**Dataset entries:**

_____

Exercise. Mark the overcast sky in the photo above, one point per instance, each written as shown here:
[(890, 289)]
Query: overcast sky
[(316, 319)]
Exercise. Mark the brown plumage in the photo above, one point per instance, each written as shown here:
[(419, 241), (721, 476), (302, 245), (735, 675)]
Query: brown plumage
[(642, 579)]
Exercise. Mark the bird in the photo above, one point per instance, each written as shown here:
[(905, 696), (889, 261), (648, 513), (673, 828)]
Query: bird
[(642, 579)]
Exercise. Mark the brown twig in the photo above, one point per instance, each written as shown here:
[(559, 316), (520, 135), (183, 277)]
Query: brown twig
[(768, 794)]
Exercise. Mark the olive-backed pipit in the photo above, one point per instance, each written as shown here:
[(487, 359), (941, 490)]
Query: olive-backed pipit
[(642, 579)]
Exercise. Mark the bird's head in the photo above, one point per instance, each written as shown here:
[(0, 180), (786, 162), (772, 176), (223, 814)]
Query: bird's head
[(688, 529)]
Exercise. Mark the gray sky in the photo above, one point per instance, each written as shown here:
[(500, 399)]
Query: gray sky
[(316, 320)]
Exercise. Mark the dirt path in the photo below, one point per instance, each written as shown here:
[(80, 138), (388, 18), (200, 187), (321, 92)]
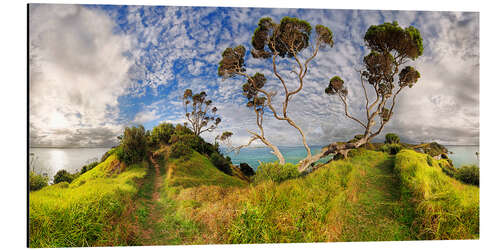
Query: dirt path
[(157, 180)]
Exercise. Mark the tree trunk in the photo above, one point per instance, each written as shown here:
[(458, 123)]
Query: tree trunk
[(333, 148)]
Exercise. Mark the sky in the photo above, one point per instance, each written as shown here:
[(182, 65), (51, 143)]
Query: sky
[(94, 70)]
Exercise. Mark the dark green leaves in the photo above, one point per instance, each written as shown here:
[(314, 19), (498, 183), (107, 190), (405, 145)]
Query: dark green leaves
[(408, 76), (286, 39), (324, 35), (390, 37), (336, 86), (250, 90), (233, 62)]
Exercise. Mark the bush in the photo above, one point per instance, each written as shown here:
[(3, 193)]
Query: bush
[(133, 145), (88, 167), (162, 133), (37, 181), (469, 175), (221, 163), (180, 149), (276, 172), (246, 169), (64, 176), (391, 138), (391, 148)]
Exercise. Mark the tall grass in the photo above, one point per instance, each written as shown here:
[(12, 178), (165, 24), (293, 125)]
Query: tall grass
[(79, 214), (444, 207), (348, 200)]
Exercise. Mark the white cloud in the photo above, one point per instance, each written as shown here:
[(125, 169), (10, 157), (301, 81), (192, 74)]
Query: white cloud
[(77, 72)]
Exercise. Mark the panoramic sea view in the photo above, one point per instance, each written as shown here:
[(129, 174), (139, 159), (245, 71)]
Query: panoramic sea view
[(50, 160)]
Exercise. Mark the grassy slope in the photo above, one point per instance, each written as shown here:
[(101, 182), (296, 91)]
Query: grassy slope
[(198, 170), (354, 200), (372, 196), (444, 207), (79, 214)]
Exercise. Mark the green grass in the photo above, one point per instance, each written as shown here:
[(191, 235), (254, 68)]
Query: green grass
[(80, 213), (444, 208), (349, 200), (197, 170)]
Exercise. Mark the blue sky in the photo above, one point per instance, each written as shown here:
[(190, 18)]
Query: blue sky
[(96, 69)]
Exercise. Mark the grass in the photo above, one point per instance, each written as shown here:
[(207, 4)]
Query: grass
[(371, 196), (197, 170), (79, 214), (348, 200), (444, 208)]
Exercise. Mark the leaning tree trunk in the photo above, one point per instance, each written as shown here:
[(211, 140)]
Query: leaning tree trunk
[(333, 148)]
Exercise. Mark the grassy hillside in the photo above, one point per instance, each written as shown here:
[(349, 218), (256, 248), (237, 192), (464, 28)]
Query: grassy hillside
[(372, 196), (196, 170), (444, 207), (81, 213)]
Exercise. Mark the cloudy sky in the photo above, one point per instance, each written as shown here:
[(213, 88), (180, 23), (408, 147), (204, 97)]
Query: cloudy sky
[(96, 69)]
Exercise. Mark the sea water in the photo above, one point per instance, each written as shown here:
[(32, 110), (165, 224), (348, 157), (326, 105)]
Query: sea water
[(48, 161), (462, 155)]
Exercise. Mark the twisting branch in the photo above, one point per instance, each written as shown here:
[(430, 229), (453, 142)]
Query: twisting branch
[(391, 46), (272, 40)]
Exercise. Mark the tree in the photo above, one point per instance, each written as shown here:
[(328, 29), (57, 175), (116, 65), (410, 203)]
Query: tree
[(272, 41), (198, 109), (133, 145), (391, 138), (225, 138), (162, 133), (390, 48)]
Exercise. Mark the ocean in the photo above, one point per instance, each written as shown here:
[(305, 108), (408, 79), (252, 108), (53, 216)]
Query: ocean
[(50, 160), (462, 155)]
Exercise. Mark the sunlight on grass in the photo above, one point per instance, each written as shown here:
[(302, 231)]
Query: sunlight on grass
[(80, 213), (444, 207)]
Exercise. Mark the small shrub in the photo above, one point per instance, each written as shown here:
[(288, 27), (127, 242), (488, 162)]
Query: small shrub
[(246, 169), (448, 168), (276, 172), (429, 160), (391, 138), (133, 145), (180, 149), (221, 163), (88, 167), (162, 133), (391, 148), (37, 181), (64, 176), (468, 174)]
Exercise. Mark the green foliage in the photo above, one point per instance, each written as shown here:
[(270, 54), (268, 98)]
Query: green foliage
[(468, 174), (64, 176), (200, 112), (391, 148), (180, 150), (444, 208), (81, 213), (232, 63), (275, 172), (162, 133), (336, 86), (388, 37), (133, 145), (246, 169), (37, 181), (198, 170), (348, 200), (221, 163), (391, 138), (89, 166), (429, 160)]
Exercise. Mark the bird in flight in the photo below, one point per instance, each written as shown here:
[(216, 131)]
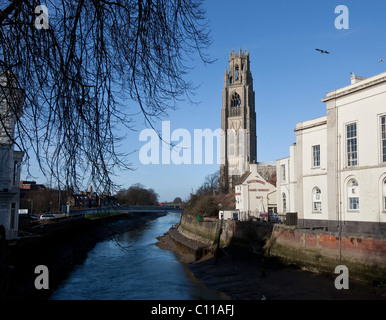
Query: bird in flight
[(322, 51)]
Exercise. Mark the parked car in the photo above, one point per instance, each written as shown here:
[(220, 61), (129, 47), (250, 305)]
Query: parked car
[(45, 216)]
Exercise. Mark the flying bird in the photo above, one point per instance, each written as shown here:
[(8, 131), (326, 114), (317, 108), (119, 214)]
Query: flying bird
[(322, 51)]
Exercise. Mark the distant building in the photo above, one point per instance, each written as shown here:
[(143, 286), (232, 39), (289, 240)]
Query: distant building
[(335, 176), (255, 197), (90, 199), (10, 160)]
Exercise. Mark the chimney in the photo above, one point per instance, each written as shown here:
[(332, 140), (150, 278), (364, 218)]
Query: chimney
[(356, 79)]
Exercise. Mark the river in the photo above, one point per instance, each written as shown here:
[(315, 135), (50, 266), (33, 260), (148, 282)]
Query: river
[(131, 267)]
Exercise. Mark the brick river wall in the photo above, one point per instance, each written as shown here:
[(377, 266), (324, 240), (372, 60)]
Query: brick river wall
[(365, 256)]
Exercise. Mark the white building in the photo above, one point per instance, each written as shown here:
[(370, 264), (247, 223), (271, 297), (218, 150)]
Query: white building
[(10, 160), (254, 196), (337, 169)]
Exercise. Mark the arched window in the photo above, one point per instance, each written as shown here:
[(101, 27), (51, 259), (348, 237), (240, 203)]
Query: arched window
[(316, 200), (353, 194)]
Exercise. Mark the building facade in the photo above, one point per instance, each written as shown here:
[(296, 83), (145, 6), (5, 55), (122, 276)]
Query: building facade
[(339, 162), (238, 121), (10, 160)]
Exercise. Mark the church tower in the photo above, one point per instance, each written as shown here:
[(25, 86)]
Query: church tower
[(238, 121)]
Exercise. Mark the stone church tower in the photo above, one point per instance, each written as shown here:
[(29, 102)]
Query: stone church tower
[(238, 121)]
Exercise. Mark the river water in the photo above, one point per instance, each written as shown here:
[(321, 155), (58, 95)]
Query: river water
[(131, 267)]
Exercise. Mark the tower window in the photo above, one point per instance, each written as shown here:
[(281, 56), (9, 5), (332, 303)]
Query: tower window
[(235, 105)]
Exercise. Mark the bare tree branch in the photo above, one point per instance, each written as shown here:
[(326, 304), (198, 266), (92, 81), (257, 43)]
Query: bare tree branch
[(77, 75)]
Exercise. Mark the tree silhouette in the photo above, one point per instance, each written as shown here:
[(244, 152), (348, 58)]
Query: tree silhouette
[(77, 75)]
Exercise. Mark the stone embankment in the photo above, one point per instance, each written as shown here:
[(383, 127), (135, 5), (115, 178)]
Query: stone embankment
[(60, 246), (249, 264)]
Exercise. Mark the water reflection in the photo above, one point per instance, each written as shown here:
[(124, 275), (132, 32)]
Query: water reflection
[(132, 267)]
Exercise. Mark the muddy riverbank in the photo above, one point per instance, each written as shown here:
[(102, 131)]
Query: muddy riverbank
[(245, 275)]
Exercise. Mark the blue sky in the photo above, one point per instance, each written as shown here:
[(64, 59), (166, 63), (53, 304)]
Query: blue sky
[(290, 77)]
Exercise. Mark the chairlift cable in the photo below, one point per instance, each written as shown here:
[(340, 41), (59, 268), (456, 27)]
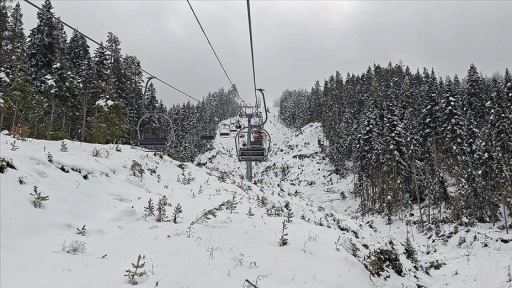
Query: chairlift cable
[(252, 49), (101, 45), (215, 53)]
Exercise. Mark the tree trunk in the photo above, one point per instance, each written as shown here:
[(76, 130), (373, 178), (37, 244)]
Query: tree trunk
[(51, 121), (84, 115), (417, 190)]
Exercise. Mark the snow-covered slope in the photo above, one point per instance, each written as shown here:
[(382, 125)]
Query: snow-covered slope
[(323, 237)]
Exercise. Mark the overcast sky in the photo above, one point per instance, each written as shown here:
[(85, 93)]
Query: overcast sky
[(295, 42)]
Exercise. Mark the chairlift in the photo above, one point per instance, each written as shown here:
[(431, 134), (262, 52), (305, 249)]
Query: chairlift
[(224, 130), (149, 141), (255, 149)]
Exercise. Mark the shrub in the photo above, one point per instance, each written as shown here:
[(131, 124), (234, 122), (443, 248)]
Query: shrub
[(150, 209), (63, 146), (283, 241), (38, 198), (4, 164), (75, 247), (132, 274), (177, 211), (81, 231), (137, 169)]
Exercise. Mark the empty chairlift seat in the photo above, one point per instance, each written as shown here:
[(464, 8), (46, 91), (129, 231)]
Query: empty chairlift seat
[(224, 131), (255, 150)]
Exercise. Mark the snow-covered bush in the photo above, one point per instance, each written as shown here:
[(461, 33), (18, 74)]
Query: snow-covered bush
[(13, 146), (4, 164), (81, 231), (161, 213), (38, 198), (75, 247), (150, 209), (185, 179), (137, 169), (283, 241), (382, 258), (63, 146), (100, 153), (177, 211)]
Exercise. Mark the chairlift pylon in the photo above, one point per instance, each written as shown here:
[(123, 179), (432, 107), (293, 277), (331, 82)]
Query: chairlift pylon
[(224, 130), (152, 143)]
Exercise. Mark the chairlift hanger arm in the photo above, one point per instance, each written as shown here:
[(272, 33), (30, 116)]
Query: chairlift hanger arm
[(264, 105), (144, 94)]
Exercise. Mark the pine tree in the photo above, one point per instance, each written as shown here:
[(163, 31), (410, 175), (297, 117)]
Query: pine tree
[(161, 213), (150, 209), (176, 213), (16, 92), (81, 66)]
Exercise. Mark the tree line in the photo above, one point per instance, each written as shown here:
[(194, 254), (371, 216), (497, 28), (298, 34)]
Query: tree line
[(52, 87), (416, 140)]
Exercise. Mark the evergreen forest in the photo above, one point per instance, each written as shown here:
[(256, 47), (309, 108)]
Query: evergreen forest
[(415, 139), (56, 87)]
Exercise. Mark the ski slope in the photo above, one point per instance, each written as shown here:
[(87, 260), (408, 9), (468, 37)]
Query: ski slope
[(104, 194)]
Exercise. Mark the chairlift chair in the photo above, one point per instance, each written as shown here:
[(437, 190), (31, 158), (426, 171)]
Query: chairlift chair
[(257, 149), (149, 142)]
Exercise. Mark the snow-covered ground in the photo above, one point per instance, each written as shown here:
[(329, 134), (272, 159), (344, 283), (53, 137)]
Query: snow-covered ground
[(323, 237)]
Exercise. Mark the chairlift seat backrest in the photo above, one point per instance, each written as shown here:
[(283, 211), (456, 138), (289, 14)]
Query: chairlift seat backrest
[(207, 137)]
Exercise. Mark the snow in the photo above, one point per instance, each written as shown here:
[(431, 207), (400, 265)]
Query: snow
[(223, 251), (104, 102), (4, 77)]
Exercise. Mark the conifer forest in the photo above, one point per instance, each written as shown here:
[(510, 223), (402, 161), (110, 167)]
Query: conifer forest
[(387, 173)]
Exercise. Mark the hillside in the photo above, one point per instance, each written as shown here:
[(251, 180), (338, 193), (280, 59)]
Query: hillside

_____

**Exercise objective:** Return, unchanged, the run of lines above that opens with the line containing "Exercise. Mark the tower" and closes with the line containing "Exercise. Mark the bare". Include both.

**Result below:**
Exercise. Mark the tower window in the photo above, one point per instance, each written as shown here:
[(281, 56), (9, 5), (332, 303)]
Query: tower window
[(235, 105)]
Exercise. Mark the bare tree branch in the photo above, one point per instance, each written as shown here:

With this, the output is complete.